* [PROBLEM DETAILS]
Extract the lines beginning at the one that holds "Task: point out every instance of the white stone" and ending at the final line of the material below, keeping them exact and leaving out all pictures.

* [PROVIDED RECORDS]
^^^^^^^^
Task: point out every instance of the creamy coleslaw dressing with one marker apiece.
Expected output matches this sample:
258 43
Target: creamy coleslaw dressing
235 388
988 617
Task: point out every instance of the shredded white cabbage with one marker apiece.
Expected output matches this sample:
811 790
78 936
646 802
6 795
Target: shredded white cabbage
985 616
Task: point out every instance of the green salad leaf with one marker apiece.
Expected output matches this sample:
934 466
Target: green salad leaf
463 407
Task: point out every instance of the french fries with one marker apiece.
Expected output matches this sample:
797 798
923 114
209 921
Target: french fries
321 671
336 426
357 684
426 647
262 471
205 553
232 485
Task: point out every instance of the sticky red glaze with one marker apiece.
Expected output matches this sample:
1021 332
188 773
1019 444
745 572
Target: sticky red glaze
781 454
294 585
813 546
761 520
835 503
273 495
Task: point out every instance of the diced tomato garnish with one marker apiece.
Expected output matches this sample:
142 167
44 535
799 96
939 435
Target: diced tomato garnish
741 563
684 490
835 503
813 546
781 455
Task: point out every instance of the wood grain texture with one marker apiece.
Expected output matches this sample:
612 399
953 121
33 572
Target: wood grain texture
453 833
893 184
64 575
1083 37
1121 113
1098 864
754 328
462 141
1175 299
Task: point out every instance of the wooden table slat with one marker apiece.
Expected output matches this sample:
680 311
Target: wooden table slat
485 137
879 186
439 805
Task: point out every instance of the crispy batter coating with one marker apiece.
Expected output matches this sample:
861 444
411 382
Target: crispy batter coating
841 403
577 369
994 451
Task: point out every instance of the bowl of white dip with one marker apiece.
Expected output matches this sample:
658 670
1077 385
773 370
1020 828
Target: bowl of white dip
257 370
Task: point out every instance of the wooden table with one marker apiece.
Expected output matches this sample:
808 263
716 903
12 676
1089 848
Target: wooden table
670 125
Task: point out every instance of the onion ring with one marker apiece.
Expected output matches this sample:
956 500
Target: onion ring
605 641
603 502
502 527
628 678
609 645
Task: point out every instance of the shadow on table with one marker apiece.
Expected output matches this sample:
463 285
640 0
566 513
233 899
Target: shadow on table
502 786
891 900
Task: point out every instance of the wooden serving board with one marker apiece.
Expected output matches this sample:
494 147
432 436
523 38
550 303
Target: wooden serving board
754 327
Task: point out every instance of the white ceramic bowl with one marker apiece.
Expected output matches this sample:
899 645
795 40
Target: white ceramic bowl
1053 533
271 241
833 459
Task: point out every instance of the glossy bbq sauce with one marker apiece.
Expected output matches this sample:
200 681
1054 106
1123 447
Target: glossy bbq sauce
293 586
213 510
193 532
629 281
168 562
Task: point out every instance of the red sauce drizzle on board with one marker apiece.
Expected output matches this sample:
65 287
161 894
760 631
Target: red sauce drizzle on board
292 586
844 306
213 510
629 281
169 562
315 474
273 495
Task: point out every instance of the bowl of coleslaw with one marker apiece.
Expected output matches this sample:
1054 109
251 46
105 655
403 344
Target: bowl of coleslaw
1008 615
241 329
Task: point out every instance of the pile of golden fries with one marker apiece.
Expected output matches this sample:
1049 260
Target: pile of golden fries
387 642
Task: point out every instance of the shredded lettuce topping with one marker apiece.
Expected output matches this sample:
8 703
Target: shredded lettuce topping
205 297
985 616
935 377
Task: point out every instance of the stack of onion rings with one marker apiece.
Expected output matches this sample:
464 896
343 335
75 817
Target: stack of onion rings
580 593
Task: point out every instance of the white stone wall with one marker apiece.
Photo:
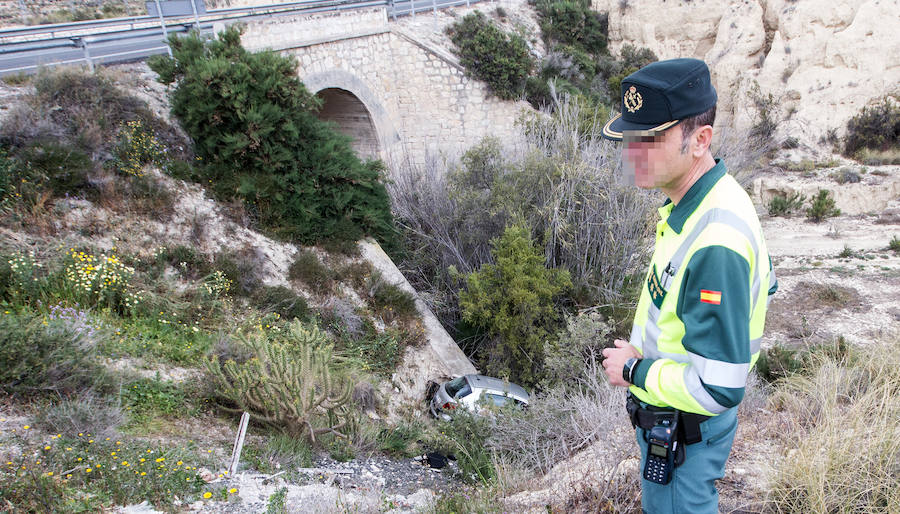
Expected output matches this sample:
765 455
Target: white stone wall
281 32
418 95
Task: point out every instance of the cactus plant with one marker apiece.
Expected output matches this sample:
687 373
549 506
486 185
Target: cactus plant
288 384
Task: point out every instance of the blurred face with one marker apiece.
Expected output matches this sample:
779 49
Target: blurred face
654 159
^^^^^^^^
* [ANSWER]
Task: point out every instance of the white stone wall with one marker apiece.
Photo:
Expected output matches this sample:
765 455
Target: white stone wall
281 32
418 95
Task: point out every instance of the cactus plant with one marker apiece.
Expected output matches this sample:
687 373
549 506
486 185
Target: cactus plant
288 384
Task: point out every instance of the blurred face with one marker apiece.
Expected output matches this sample:
779 49
Target: blurred face
654 159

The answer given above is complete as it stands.